YOUR TASK:
The records that follow are to be repeated without alteration.

[Data listing]
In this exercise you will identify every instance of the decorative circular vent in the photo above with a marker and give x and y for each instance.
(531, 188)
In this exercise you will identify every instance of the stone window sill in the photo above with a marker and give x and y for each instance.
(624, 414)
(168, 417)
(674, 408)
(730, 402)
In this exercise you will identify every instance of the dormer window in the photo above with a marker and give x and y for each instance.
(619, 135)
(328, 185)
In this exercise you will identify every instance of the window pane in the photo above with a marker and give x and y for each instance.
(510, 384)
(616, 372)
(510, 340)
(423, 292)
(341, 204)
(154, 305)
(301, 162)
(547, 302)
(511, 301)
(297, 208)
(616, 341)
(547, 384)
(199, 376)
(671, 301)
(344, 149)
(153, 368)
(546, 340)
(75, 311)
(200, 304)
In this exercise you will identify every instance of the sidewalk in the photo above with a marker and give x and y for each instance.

ANSWER TO THIS PROBLEM:
In this exercise you will identify every instance of the decorative circular vent in the photo above with a marker and give x and y for each instance.
(531, 188)
In this exercise you will identify every instance of the stone window sill in the photo above with a marker and give x and y for each instance.
(624, 414)
(168, 417)
(674, 408)
(730, 402)
In this exercise you will identify every instance of the dormer window in the photo above with a marker and give x and y for each instance.
(619, 135)
(328, 185)
In this exercise you will identify every instance of the window pane in the photo above with a marker and give x and y for each instance.
(510, 384)
(616, 372)
(510, 340)
(423, 292)
(341, 204)
(154, 305)
(301, 162)
(547, 302)
(511, 301)
(297, 208)
(616, 341)
(547, 384)
(199, 376)
(671, 301)
(344, 149)
(153, 368)
(546, 340)
(75, 311)
(200, 304)
In this exercise you will identify every instance of the sidewalk in the photo above with a marker and give x and y for each instance.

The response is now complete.